> Task item A:
Change "Trinity Church" to "the main store" in the Co-op article, giving again the part that opens with the words containing "Williams also blames" and closes with "there, as well.".
> Task item B:
Go on with the article about the Co-op's labor dispute, starting after its final sentence.

Williams also blames owner apathy for many of the Co-op’s current problems. He says he’s attended most of the general-membership meetings over the past seven years, and that fewer than 30 of the Co-op’s roughly 2,000 members have typically been on hand to elect board members and make product choices. The board of directors has scheduled a general-membership meeting — which had been planned for some time — for 6:30 p.m. on Friday, March 24, at Trinity Church. The meeting is supposed to address the overall vision for the Co-op, but Williams hopes that some of the other issues can be discussed there, as well.
Meanwhile, however, union-team organizer Catherine Shane was fired by the Co-op on Feb. 11. Teamsters Business Agent Johnny Sawyer says Shane was fired after a disagreement with another employer, and the union has filed an unfair-labor-practices charge with the NLRB. Sawyer said the timing of Shane’s termination is too much of a coincidence, noting that, in the past, the Co-op hasn’t fired employees involved in similar altercations. Asked about the firing, DeLuca would say only, “We followed the appropriate procedure with that staff person.” Williams, however, says Shane’s temper got her fired. “She had expressed that a few times in the store, inappropriately,” he revealed.
LaFey, who wouldn’t comment on the circumstances surrounding Shane’s dismissal, says the incident is part of a pattern of poor communication between staff and the general manager. DeLuca counters that one of the first things he did when he came to the Co-op was make one staff person in each department a floor manager, “so there’s only one step between me and the employees in the communication process.”

> Supplied information:
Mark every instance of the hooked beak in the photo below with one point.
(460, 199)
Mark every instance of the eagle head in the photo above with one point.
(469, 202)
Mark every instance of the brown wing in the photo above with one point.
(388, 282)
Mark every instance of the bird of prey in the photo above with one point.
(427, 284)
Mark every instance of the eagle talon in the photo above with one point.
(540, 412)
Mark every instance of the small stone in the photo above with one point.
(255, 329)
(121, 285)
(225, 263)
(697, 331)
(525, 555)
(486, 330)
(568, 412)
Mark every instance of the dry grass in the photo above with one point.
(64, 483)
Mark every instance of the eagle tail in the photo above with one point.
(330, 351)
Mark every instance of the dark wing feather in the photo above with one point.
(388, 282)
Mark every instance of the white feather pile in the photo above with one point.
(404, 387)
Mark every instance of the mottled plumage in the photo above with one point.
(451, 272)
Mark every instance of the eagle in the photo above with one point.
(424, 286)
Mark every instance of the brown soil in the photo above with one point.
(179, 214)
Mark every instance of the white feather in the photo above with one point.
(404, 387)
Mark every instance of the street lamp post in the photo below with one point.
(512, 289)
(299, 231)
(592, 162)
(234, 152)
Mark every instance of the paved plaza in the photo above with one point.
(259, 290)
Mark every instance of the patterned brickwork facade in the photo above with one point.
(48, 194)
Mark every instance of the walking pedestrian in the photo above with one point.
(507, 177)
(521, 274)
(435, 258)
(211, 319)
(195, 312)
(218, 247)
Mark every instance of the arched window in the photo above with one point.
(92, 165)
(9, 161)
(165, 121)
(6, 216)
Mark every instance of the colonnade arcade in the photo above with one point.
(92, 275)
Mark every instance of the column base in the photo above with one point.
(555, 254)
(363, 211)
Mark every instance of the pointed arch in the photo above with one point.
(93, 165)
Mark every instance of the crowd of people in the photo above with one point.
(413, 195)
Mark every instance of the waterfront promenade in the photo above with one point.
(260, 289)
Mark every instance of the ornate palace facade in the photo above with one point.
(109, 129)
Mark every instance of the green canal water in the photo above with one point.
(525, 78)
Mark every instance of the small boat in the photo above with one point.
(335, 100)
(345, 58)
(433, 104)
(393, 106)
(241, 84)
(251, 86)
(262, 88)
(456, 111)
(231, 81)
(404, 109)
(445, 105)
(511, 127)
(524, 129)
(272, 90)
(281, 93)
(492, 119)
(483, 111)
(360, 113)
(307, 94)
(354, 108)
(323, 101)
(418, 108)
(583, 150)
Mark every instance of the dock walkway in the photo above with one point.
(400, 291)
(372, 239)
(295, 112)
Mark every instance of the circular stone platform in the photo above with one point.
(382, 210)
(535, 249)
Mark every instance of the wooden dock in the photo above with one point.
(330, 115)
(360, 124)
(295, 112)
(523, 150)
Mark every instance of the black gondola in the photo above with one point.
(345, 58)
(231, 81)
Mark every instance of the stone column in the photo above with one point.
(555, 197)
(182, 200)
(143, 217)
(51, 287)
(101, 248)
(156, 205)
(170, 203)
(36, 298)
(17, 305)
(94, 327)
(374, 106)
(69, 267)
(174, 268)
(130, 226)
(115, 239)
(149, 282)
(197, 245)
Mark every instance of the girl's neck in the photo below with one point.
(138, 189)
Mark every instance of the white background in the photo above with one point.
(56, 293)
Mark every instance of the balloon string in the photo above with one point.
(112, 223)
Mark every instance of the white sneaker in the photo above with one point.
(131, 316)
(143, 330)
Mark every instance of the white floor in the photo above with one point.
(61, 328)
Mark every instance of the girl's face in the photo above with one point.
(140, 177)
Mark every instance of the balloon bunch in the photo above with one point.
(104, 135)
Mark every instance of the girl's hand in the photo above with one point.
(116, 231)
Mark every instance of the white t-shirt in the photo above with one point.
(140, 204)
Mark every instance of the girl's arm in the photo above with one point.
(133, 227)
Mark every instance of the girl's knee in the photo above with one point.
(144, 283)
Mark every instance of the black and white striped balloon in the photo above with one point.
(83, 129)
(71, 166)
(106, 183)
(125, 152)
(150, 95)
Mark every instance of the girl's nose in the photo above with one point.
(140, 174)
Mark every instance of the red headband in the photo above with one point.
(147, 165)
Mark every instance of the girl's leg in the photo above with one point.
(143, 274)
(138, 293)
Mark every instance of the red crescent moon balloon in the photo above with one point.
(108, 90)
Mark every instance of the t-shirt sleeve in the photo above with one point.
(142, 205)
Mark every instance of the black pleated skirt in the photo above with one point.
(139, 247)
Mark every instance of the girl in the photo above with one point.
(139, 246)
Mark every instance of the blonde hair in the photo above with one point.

> Response A:
Williams also blames owner apathy for many of the Co-op’s current problems. He says he’s attended most of the general-membership meetings over the past seven years, and that fewer than 30 of the Co-op’s roughly 2,000 members have typically been on hand to elect board members and make product choices. The board of directors has scheduled a general-membership meeting — which had been planned for some time — for 6:30 p.m. on Friday, March 24, at the main store. The meeting is supposed to address the overall vision for the Co-op, but Williams hopes that some of the other issues can be discussed there, as well.

> Response B:
Making a living
No one disputes that the Co-op’s low wages (most people start at $6 per hour) are hard to live on.
On the other hand, even part-time Co-op employees working 12 hours a week receive benefits — a perk none of the five other cooperatives in the Southeast Cooperative Grocery Association offers. Employees also get a 20 percent discount on groceries, plus another 5 percent if they’re member/owners.
Other benefits, notes Bowers, include two weeks’ paid vacation (after one year), and an insurance plan that covers things like homeopathy, chiropractors and alternative medicine (after three months). And those low wages don’t appear to deter potential employees, she adds, because people are always coming into the Co-op looking for work.
But DeLuca says management has been crunching the numbers, anyway, with an eye toward upping wages to $8 per hour, across the board. Trigg, meanwhile, counters that a “livable wage” would be more like $10 per hour. And with better pay, she argues, there’d be less employee turnover — and, thus, a more experienced staff that would better serve customers. One of the union’s main goals, Trigg observes, is getting access to the Co-op’s financial records. “The union would accept no raises if it determines there’s no money,” she says, adding that the union would, however, push to set a date for a raise in the future.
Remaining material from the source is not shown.